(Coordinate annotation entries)

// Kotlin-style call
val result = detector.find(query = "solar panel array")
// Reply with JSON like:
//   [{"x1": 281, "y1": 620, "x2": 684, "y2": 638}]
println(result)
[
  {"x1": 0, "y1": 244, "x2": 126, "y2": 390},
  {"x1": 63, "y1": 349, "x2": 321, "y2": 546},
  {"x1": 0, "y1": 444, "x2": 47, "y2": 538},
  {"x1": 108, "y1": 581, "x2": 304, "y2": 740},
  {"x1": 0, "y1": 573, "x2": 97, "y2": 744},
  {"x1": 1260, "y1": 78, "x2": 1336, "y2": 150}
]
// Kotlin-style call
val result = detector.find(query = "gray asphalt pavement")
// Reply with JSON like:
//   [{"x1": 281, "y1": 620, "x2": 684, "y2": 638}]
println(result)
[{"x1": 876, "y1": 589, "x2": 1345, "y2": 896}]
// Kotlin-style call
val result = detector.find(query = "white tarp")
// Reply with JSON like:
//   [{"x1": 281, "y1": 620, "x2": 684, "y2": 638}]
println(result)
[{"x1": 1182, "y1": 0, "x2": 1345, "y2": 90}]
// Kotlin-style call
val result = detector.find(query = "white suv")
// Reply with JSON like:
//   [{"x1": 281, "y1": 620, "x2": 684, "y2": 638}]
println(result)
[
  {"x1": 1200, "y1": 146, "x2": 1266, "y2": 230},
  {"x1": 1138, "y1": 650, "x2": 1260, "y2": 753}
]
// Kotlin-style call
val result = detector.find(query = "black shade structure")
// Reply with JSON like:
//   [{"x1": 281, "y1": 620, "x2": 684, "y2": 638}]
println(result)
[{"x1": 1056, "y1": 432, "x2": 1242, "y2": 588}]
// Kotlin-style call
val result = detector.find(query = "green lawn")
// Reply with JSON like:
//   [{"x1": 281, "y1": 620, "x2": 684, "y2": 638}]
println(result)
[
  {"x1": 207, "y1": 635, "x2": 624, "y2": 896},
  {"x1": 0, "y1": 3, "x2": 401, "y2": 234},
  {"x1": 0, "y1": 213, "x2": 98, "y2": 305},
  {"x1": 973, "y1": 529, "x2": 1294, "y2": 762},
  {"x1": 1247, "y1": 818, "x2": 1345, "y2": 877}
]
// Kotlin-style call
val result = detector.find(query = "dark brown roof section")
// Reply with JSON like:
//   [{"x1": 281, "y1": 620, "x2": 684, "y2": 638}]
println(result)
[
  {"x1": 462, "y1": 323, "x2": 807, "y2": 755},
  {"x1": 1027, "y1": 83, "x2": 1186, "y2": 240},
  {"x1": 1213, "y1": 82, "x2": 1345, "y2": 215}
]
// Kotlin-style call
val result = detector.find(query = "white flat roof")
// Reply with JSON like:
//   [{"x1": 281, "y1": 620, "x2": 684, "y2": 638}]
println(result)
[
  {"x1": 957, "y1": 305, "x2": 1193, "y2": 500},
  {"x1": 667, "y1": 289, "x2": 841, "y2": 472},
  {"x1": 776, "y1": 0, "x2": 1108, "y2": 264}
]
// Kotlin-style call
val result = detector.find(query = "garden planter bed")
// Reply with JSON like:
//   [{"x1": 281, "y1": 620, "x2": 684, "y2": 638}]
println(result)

> GIVEN TASK:
All records above must be set down exactly, please.

> RESPONSE TO THIS EXERCISE:
// Kotlin-style call
val result = detector.find(query = "solar panel array")
// Reply with JSON like:
//   [{"x1": 281, "y1": 620, "x2": 684, "y2": 638}]
println(result)
[
  {"x1": 0, "y1": 244, "x2": 126, "y2": 390},
  {"x1": 63, "y1": 349, "x2": 321, "y2": 546},
  {"x1": 0, "y1": 444, "x2": 47, "y2": 538},
  {"x1": 108, "y1": 581, "x2": 304, "y2": 740},
  {"x1": 0, "y1": 573, "x2": 97, "y2": 744},
  {"x1": 1260, "y1": 78, "x2": 1336, "y2": 150}
]
// Kotlin-style call
val result = detector.find(query = "gray asphalt pavement")
// Reply with JSON like:
//   [{"x1": 281, "y1": 620, "x2": 684, "y2": 638}]
println(result)
[{"x1": 876, "y1": 589, "x2": 1345, "y2": 896}]
// Kotlin-style call
val result = detector.find(query = "white tarp")
// Reply with JSON like:
//   [{"x1": 281, "y1": 620, "x2": 684, "y2": 638}]
println(result)
[{"x1": 1182, "y1": 0, "x2": 1345, "y2": 90}]
// Kotlin-style call
val result = detector.find(query = "white suv")
// Reply with JSON like:
//   [{"x1": 281, "y1": 620, "x2": 684, "y2": 638}]
println(result)
[
  {"x1": 1200, "y1": 146, "x2": 1266, "y2": 230},
  {"x1": 1138, "y1": 650, "x2": 1260, "y2": 753}
]
// Kotlin-style call
val result = detector.find(query = "black shade structure")
// Reply with JSON like:
//   [{"x1": 281, "y1": 620, "x2": 684, "y2": 638}]
println(result)
[{"x1": 1056, "y1": 432, "x2": 1242, "y2": 588}]
// Kotlin-style call
val result = detector.find(query = "green lawn")
// Reply with JSON like:
//   [{"x1": 281, "y1": 620, "x2": 684, "y2": 638}]
println(result)
[
  {"x1": 207, "y1": 635, "x2": 624, "y2": 896},
  {"x1": 0, "y1": 3, "x2": 401, "y2": 234},
  {"x1": 0, "y1": 213, "x2": 98, "y2": 305},
  {"x1": 973, "y1": 529, "x2": 1294, "y2": 762},
  {"x1": 1247, "y1": 818, "x2": 1345, "y2": 877}
]
// Kotlin-style call
val result = detector.find(query = "dark brown roof section")
// Reply with JSON like:
//   [{"x1": 281, "y1": 620, "x2": 684, "y2": 638}]
println(result)
[
  {"x1": 462, "y1": 323, "x2": 807, "y2": 755},
  {"x1": 1027, "y1": 83, "x2": 1186, "y2": 240},
  {"x1": 1213, "y1": 82, "x2": 1345, "y2": 215}
]
// Kotlin-style call
val result = detector.find(query = "white flat roof")
// Reply with JSON like:
//   [{"x1": 281, "y1": 620, "x2": 684, "y2": 638}]
println(result)
[
  {"x1": 957, "y1": 305, "x2": 1193, "y2": 500},
  {"x1": 667, "y1": 289, "x2": 841, "y2": 472},
  {"x1": 776, "y1": 0, "x2": 1108, "y2": 264}
]
// Kotlin-style call
val result = detector.find(query = "garden planter bed")
// Reply with JSON like:
//   [{"x1": 281, "y1": 620, "x2": 684, "y2": 638}]
println(result)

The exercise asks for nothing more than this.